§ **Collected data**:
━━━━━━━━━━

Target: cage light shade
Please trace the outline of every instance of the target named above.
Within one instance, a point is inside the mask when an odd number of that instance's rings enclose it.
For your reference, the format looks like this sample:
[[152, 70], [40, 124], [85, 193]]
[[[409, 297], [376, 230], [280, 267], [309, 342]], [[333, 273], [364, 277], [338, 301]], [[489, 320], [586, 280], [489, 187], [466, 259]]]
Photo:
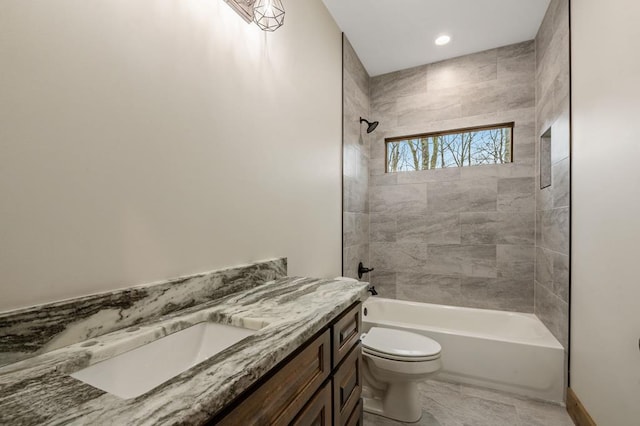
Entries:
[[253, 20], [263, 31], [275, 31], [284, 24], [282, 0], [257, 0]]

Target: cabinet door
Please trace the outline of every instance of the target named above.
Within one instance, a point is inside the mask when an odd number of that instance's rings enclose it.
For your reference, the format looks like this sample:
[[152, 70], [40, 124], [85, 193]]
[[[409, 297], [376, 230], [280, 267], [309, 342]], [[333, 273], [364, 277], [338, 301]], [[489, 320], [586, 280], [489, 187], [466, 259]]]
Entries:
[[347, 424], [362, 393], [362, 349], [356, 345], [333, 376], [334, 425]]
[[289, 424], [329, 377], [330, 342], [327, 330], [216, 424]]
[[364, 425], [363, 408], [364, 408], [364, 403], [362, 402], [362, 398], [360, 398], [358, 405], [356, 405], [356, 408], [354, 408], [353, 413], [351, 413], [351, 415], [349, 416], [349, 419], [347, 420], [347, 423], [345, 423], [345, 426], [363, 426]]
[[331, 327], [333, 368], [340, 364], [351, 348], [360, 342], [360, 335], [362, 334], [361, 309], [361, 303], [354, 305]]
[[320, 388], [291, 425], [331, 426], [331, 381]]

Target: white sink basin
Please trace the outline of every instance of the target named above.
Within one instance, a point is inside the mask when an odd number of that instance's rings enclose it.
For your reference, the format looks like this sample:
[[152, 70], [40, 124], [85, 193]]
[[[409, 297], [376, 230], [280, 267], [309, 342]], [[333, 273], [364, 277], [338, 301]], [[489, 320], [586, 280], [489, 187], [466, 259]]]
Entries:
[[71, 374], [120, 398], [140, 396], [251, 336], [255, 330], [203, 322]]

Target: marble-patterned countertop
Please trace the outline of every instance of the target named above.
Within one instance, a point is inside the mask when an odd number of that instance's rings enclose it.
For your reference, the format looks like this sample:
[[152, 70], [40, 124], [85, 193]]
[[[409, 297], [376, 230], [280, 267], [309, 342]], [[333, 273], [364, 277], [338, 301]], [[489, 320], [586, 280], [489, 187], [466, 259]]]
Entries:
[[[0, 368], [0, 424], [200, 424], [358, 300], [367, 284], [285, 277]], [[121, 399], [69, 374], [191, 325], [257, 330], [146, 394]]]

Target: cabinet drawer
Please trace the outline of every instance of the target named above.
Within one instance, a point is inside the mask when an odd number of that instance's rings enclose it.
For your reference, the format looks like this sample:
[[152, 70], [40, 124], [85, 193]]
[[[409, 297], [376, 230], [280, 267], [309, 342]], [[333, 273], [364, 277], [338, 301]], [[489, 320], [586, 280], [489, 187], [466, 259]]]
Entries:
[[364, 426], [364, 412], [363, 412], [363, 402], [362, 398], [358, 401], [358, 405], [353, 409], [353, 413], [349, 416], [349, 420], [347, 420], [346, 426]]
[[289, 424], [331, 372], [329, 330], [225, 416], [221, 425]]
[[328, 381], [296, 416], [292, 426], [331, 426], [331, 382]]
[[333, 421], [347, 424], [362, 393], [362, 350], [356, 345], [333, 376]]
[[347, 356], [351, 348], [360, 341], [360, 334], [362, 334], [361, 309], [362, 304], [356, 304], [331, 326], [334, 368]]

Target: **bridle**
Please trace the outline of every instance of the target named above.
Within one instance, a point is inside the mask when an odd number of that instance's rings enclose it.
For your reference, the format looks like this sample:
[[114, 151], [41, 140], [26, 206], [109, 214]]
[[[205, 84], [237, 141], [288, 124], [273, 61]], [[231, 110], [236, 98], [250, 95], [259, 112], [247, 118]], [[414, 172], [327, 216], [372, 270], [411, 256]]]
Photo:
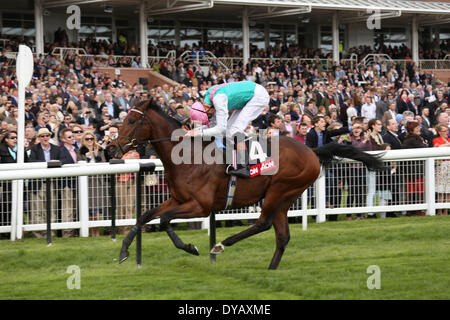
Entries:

━━━━━━━━━━

§ **Problem requirements**:
Every entry should come back exactly as written, only without images.

§ **Exercise output**:
Target: cage light shade
Please trace the outline of every instance of the target named above.
Within one instance, a point is inside the mask when an odd number of that instance's rings enclose it.
For your reference, the format looks like this sample:
[[152, 70], [40, 124], [85, 193]]
[[[409, 297], [376, 230], [280, 267], [309, 342]], [[333, 273], [364, 277], [338, 301]], [[489, 320], [586, 280], [489, 187], [466, 259]]]
Photo:
Entries:
[[253, 20], [263, 31], [275, 31], [284, 24], [282, 0], [257, 0]]

Target: cabinet door
Please trace the outline of every instance of the target named above.
Within one instance, a point is inside the mask when an odd number of that instance's rings enclose it.
For your reference, the format looks like this sample:
[[152, 70], [40, 124], [85, 193]]
[[[409, 297], [376, 230], [280, 267], [309, 342]], [[333, 273], [364, 277], [338, 301]], [[489, 320], [586, 280], [489, 187], [466, 259]]]
Entries:
[[347, 424], [362, 393], [362, 349], [356, 345], [333, 376], [334, 425]]
[[289, 424], [329, 377], [330, 342], [327, 330], [216, 424]]
[[364, 425], [363, 408], [364, 408], [364, 403], [362, 402], [362, 398], [360, 398], [358, 405], [356, 405], [356, 408], [354, 408], [353, 413], [351, 413], [351, 415], [349, 416], [349, 419], [347, 420], [347, 423], [345, 423], [345, 426], [363, 426]]
[[331, 327], [333, 368], [340, 364], [351, 348], [360, 342], [360, 335], [362, 334], [361, 309], [361, 303], [354, 305]]
[[320, 388], [291, 425], [331, 426], [331, 381]]

Target: white sink basin
Please trace the outline of every instance of the target named above.
Within one instance, a point is inside the mask when an odd number of that instance's rings enclose it.
For your reference, the format looks like this sample:
[[152, 70], [40, 124], [85, 193]]
[[[409, 297], [376, 230], [280, 267], [309, 342]], [[333, 273], [364, 277], [338, 301]], [[489, 320], [586, 280], [489, 187], [466, 259]]]
Entries:
[[71, 374], [120, 398], [140, 396], [251, 336], [255, 330], [203, 322]]

Target: marble-patterned countertop
Please trace the outline of every instance of the target named above.
Within one instance, a point is inside the mask when an odd number of that instance's rings enclose it.
For your reference, the format looks like this sample:
[[152, 70], [40, 124], [85, 193]]
[[[409, 297], [376, 230], [280, 267], [309, 342]], [[333, 273], [364, 277], [338, 301]], [[489, 320], [586, 280], [489, 187], [466, 259]]]
Entries:
[[[0, 368], [0, 424], [200, 424], [358, 300], [367, 284], [285, 277]], [[121, 399], [69, 374], [191, 325], [257, 330], [146, 394]]]

Target: cabinet drawer
Please trace the outline of every instance of the target named above.
Within one instance, a point is inside the mask when an odd number of that instance's rings enclose it.
For your reference, the format looks like this sample:
[[152, 70], [40, 124], [85, 193]]
[[[409, 297], [376, 230], [280, 267], [309, 342]], [[333, 273], [364, 277], [338, 301]], [[489, 320], [586, 280], [489, 187], [466, 259]]]
Entries:
[[364, 426], [364, 412], [363, 412], [363, 402], [362, 398], [358, 401], [358, 405], [353, 409], [353, 413], [349, 416], [349, 420], [347, 420], [346, 426]]
[[289, 424], [331, 372], [329, 330], [225, 416], [221, 425]]
[[328, 381], [296, 416], [292, 426], [331, 426], [331, 382]]
[[333, 421], [347, 424], [362, 393], [362, 350], [356, 345], [333, 376]]
[[347, 356], [351, 348], [360, 341], [360, 334], [362, 334], [361, 309], [362, 304], [356, 304], [331, 326], [334, 368]]

Target: **bridle**
Please trace the outline of every instance of the target named above.
Within one instance, a point is inside the mask when an odd number of that instance's rings enclose it.
For your reference, the format looks like this sample:
[[114, 151], [41, 140], [26, 206], [109, 214]]
[[[205, 84], [237, 141], [288, 124], [273, 61]], [[231, 110], [236, 98], [250, 95], [259, 112], [247, 118]], [[414, 172], [327, 216], [372, 270], [411, 256]]]
Photo:
Entries:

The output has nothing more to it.